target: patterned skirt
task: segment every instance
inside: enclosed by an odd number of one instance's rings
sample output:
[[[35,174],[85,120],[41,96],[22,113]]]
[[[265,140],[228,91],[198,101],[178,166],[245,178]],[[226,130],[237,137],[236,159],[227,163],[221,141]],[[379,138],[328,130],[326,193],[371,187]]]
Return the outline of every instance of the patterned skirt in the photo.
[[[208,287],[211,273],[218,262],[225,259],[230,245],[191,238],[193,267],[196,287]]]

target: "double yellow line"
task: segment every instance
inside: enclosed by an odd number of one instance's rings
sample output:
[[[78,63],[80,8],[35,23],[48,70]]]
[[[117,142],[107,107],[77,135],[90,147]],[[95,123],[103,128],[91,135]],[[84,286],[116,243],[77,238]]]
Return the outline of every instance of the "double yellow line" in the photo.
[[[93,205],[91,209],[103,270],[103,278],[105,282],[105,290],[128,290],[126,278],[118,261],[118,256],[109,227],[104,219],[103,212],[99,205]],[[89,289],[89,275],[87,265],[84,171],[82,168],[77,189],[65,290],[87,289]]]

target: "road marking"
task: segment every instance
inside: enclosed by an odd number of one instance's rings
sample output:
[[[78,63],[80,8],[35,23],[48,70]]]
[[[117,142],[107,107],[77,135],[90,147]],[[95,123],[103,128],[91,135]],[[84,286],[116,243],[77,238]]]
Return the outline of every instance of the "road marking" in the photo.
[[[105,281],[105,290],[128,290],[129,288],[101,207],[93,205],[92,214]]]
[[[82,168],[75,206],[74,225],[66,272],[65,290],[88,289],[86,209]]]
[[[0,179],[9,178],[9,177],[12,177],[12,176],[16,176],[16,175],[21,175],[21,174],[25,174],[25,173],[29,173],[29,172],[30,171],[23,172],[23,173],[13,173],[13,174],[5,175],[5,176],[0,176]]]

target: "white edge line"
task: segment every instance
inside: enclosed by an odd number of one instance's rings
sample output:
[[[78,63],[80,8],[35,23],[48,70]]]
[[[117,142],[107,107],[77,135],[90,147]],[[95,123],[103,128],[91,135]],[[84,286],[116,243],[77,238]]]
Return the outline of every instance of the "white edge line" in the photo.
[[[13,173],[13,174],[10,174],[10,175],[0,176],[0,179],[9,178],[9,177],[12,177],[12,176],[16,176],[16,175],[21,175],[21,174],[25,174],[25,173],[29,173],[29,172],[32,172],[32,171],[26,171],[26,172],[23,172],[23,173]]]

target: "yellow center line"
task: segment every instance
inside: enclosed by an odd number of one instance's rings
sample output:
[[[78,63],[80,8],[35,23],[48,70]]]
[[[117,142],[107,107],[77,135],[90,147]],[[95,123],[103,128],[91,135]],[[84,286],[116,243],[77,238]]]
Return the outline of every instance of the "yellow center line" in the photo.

--*--

** TASK DESCRIPTION **
Pull out each line of the records above that contains the word "marking", and copy those lines in their original order.

** WRITTEN SOLUTION **
target: "road marking"
Return the outline of every instance of the "road marking" in the photo.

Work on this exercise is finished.